> _Problem_: Can you reproduce all of the data below line for line, with no changes, and leave the pictures out?

> _Provided records_:
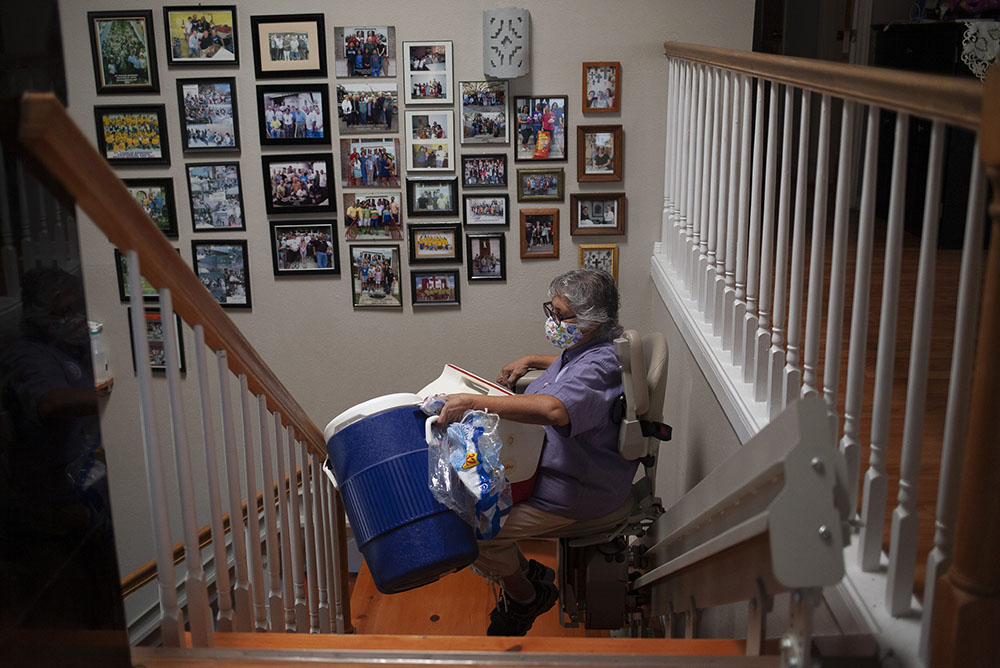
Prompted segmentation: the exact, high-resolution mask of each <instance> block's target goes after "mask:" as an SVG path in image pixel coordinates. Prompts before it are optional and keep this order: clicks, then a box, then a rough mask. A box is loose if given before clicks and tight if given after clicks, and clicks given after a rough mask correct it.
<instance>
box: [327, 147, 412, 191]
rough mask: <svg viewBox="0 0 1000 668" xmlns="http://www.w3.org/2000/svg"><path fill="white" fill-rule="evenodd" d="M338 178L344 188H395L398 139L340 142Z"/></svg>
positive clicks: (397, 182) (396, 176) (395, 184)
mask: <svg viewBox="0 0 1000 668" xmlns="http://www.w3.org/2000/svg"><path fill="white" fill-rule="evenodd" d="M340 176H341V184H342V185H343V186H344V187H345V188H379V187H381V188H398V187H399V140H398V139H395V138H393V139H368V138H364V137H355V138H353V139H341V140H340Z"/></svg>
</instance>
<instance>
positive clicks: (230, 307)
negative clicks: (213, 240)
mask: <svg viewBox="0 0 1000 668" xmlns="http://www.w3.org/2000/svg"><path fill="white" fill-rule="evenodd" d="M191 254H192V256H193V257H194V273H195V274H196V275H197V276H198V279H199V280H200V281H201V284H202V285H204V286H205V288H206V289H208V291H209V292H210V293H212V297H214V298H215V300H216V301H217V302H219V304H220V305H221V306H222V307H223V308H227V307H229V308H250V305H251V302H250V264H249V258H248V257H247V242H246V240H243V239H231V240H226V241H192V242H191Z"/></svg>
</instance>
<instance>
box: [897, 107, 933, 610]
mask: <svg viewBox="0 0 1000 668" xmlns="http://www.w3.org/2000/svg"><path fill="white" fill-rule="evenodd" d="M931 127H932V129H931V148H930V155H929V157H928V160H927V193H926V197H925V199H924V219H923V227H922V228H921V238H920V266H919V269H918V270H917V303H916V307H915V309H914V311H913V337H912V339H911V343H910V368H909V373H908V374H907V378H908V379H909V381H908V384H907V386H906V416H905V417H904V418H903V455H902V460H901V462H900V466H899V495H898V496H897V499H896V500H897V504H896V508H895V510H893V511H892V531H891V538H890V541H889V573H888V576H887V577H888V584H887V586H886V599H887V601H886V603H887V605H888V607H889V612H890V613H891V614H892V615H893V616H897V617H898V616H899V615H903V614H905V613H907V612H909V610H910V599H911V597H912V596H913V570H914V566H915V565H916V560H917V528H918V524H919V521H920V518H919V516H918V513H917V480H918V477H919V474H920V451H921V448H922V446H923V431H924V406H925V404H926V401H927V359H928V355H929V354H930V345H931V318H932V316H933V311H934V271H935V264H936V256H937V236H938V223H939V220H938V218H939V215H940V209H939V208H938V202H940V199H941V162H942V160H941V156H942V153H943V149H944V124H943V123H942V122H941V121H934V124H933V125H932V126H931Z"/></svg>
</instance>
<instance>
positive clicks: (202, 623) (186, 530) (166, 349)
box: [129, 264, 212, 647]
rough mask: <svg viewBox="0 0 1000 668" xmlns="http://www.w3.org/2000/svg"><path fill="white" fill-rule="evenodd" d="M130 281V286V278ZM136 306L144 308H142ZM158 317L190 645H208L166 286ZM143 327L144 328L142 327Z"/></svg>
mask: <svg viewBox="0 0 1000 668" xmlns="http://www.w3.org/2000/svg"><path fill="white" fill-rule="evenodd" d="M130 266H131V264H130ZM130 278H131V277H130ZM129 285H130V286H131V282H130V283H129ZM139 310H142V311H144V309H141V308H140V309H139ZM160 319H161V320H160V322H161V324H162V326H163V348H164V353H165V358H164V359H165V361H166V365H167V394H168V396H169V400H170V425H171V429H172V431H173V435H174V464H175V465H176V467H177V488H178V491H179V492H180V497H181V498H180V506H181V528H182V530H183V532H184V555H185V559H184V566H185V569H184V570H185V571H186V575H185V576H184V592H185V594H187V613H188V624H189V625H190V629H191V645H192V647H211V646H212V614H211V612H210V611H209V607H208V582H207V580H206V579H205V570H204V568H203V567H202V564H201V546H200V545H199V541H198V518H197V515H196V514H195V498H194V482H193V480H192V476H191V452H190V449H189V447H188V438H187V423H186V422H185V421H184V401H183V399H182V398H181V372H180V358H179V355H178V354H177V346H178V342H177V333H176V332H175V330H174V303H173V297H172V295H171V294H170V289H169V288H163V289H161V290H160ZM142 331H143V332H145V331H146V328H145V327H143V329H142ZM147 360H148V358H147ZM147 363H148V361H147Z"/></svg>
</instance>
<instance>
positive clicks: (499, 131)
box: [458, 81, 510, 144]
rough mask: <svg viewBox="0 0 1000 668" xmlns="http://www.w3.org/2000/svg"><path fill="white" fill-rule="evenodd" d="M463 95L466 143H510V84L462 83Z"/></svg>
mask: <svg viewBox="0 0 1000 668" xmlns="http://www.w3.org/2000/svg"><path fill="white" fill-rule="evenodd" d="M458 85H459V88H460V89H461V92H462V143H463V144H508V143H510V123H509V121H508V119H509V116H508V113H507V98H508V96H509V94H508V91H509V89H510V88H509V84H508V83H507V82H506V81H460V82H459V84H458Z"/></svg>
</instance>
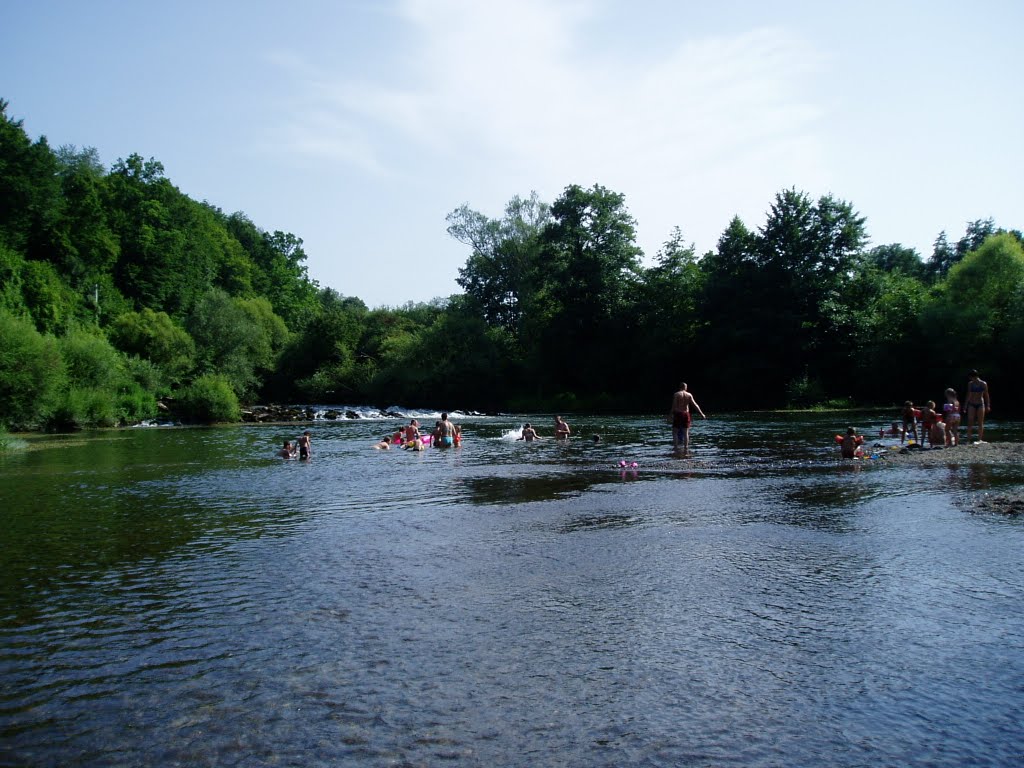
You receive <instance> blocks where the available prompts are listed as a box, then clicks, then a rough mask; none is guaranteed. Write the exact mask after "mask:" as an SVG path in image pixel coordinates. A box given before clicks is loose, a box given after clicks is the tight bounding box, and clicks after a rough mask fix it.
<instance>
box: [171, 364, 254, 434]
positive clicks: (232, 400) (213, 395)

> _Response_:
Prompted segmentation: the exact, high-resolution mask of each <instance> block's target goes after "mask:" as an SVG path in image pixel coordinates. Prompts before it are optional and keep this order: clicks, then a box, then a rough mask. A box is loose if given before clicks and tight if given after clicks, and clicks given after a rough mask correct it.
<instance>
box: [327, 147, 412, 191]
rough mask: <svg viewBox="0 0 1000 668" xmlns="http://www.w3.org/2000/svg"><path fill="white" fill-rule="evenodd" d="M338 178L344 188H395L398 139L340 142Z"/></svg>
positive clicks: (397, 182) (396, 176) (395, 184)
mask: <svg viewBox="0 0 1000 668" xmlns="http://www.w3.org/2000/svg"><path fill="white" fill-rule="evenodd" d="M340 176H341V184H342V185H343V186H344V187H345V188H379V187H381V188H398V187H399V140H398V139H395V138H393V139H368V138H364V137H355V138H353V139H341V140H340Z"/></svg>
</instance>
<instance>
positive clicks: (230, 307)
negative clicks: (213, 240)
mask: <svg viewBox="0 0 1000 668" xmlns="http://www.w3.org/2000/svg"><path fill="white" fill-rule="evenodd" d="M191 254H192V256H193V257H194V273H195V274H196V275H197V276H198V279H199V280H200V281H201V284H202V285H204V286H205V288H206V289H208V291H209V292H210V293H212V297H214V298H215V300H216V301H217V302H219V304H220V305H221V306H222V307H223V308H227V307H229V308H250V305H251V302H250V264H249V258H248V257H247V242H246V240H243V239H231V240H226V241H192V242H191Z"/></svg>
</instance>
<instance>
box: [897, 107, 933, 610]
mask: <svg viewBox="0 0 1000 668" xmlns="http://www.w3.org/2000/svg"><path fill="white" fill-rule="evenodd" d="M931 127H932V129H931V148H930V155H929V157H928V160H927V193H926V197H925V199H924V219H923V227H922V228H921V238H920V266H919V269H918V270H917V303H916V307H915V309H914V311H913V337H912V339H911V343H910V368H909V373H908V374H907V378H908V379H909V381H908V384H907V386H906V416H905V417H904V418H903V455H902V460H901V462H900V466H899V495H898V496H897V499H896V500H897V504H896V508H895V510H893V511H892V531H891V538H890V541H889V573H888V576H887V577H888V584H887V586H886V599H887V601H886V603H887V605H888V607H889V612H890V613H891V614H892V615H893V616H897V617H898V616H899V615H903V614H905V613H907V612H909V610H910V599H911V597H912V596H913V570H914V566H915V565H916V560H917V528H918V524H919V521H920V518H919V516H918V513H917V480H918V477H919V474H920V451H921V448H922V446H923V431H924V406H925V404H926V401H927V359H928V355H929V354H930V345H931V318H932V316H933V311H934V271H935V264H936V256H937V236H938V223H939V220H938V218H939V215H940V209H939V208H938V202H940V199H941V162H942V160H941V156H942V153H943V149H944V124H943V123H942V122H941V121H934V124H933V125H932V126H931Z"/></svg>
</instance>
<instance>
positive clicks: (202, 623) (186, 530) (166, 349)
box: [129, 264, 212, 647]
rough mask: <svg viewBox="0 0 1000 668" xmlns="http://www.w3.org/2000/svg"><path fill="white" fill-rule="evenodd" d="M130 281V286V278ZM136 306L144 308H142ZM158 317L190 645H208L166 286ZM143 327L144 328L142 327Z"/></svg>
mask: <svg viewBox="0 0 1000 668" xmlns="http://www.w3.org/2000/svg"><path fill="white" fill-rule="evenodd" d="M130 266H131V264H130ZM130 278H131V277H130ZM129 285H130V286H131V282H130V283H129ZM139 310H142V311H144V309H141V308H140V309H139ZM160 319H161V320H160V322H161V324H162V326H163V348H164V353H165V358H164V359H165V361H166V365H167V394H168V396H169V400H170V425H171V429H172V431H173V435H174V464H175V465H176V467H177V488H178V491H179V492H180V497H181V498H180V506H181V528H182V530H183V532H184V555H185V559H184V566H185V569H184V570H185V571H186V575H185V576H184V592H185V594H187V613H188V624H189V625H190V629H191V645H192V647H211V646H212V614H211V612H210V611H209V607H208V582H207V580H206V579H205V570H204V568H203V567H202V564H201V546H200V545H199V541H198V518H197V515H196V514H195V498H194V482H193V480H192V476H191V452H190V449H189V447H188V438H187V423H186V422H185V421H184V401H183V399H182V398H181V372H180V358H179V355H178V354H177V346H178V342H177V333H176V332H175V330H174V303H173V297H172V295H171V294H170V289H169V288H163V289H161V290H160ZM142 331H143V332H145V331H146V328H145V327H143V329H142ZM147 360H148V358H147ZM147 363H148V361H147Z"/></svg>
</instance>
<instance>
positive clicks: (499, 131)
box: [458, 81, 510, 144]
rough mask: <svg viewBox="0 0 1000 668" xmlns="http://www.w3.org/2000/svg"><path fill="white" fill-rule="evenodd" d="M463 95L466 143H510V84L462 83Z"/></svg>
mask: <svg viewBox="0 0 1000 668" xmlns="http://www.w3.org/2000/svg"><path fill="white" fill-rule="evenodd" d="M458 85H459V88H460V89H461V92H462V143H463V144H508V143H510V123H509V121H508V119H509V116H508V113H507V98H508V96H509V94H508V91H509V89H510V88H509V84H508V83H507V82H506V81H460V82H459V84H458Z"/></svg>
</instance>
You receive <instance> blocks where the available prompts are listed as a box, then clicks, then a rough mask; none is guaranteed. Write the exact mask after "mask:" as an SVG path in image pixel coordinates. A box given before clicks is loose, a box given after clicks is the tight bounding box, and clicks after a rough mask fix it.
<instance>
box: [171, 364, 254, 434]
positive clicks: (232, 400) (213, 395)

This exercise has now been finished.